Gibst du aus dem Bericht über die Schweizer Box-Meisterschaften den Abschnitt wortgetreu wieder, der bei „Bericht und Fotos: Ueli“ beginnt und bei „Folge erkämpfen konnte.“ endet?

• [Textauszug]
────────

Bericht und Fotos: Ueli E. Adam

19.11.2012 - Die veranstaltenden Clubs Box Club Aarau und Box Ring Baden durften zu Recht stolz sein: 650 Zuschauer in der Sporthalle Aue in Baden sahen die seit Jahren besten Titelkämpfe. Der Aufwärtstrend im schweizerischen olympischen Boxen hat sich damit klar bestätigt. 46 Männer und 22 Frauen waren am Start, um in 13 Gewichtsklassen die Meister zu küren. Schon in den Ausscheidungskämpfen in Aarau hatte sich gezeigt, dass die Spitze breiter und qualitativ besser geworden ist. Mehrere Meister konnten ihre Titel vom Vorjahr verteidigen, ein sicheres Indiz für Konstanz. Dies gilt auch für das Box Team Thun-Oberland, das sich den Titel des Mannschaftsmeisters ein zweites Mal in Folge erkämpfen konnte.

────────

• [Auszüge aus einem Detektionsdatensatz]

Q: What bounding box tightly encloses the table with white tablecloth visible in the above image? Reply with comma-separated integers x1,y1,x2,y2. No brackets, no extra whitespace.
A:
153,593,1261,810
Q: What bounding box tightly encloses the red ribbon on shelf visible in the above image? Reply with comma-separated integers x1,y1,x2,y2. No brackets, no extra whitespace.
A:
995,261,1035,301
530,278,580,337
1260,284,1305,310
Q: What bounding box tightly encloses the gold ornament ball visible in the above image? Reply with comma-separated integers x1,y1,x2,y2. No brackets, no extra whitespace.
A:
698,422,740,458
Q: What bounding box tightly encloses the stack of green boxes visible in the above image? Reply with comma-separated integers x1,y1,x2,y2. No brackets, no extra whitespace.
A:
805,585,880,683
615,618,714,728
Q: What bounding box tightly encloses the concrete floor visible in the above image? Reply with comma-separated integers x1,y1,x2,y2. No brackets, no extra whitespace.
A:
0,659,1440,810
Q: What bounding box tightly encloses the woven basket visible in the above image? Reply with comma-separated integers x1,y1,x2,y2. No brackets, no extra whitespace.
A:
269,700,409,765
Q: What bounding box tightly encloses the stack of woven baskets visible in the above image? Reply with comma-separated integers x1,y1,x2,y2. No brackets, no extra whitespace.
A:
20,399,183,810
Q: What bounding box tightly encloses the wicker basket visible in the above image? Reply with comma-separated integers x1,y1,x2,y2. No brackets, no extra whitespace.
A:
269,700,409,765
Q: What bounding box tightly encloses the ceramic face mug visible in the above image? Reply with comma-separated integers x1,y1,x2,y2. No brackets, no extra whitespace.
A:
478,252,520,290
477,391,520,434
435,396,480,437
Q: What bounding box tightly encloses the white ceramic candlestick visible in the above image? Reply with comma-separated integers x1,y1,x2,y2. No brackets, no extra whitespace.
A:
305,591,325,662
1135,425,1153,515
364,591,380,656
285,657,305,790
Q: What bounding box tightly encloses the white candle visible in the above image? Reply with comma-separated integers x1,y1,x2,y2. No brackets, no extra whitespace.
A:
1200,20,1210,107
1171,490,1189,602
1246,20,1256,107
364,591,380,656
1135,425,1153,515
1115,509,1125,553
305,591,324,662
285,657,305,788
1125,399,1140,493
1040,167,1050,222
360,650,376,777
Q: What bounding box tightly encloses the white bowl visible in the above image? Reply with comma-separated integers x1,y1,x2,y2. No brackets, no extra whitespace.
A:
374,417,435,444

────────

• [Richtiges Ergebnis]
Bericht und Fotos: Ueli E. Adam

19.11.2012 - Die veranstaltenden Clubs Box Club Aarau und Box Ring Baden durften zu Recht stolz sein: 650 Zuschauer in der Sporthalle Aue in Baden sahen die seit Jahren besten Titelkämpfe. Der Aufwärtstrend im schweizerischen olympischen Boxen hat sich damit klar bestätigt. 46 Männer und 22 Frauen waren am Start, um in 13 Gewichtsklassen die Meister zu küren. Schon in den Ausscheidungskämpfen in Aarau hatte sich gezeigt, dass die Spitze breiter und qualitativ besser geworden ist. Mehrere Meister konnten ihre Titel vom Vorjahr verteidigen, ein sicheres Indiz für Konstanz. Dies gilt auch für das Box Team Thun-Oberland, das sich den Titel des Mannschaftsmeisters ein zweites Mal in Folge erkämpfen konnte.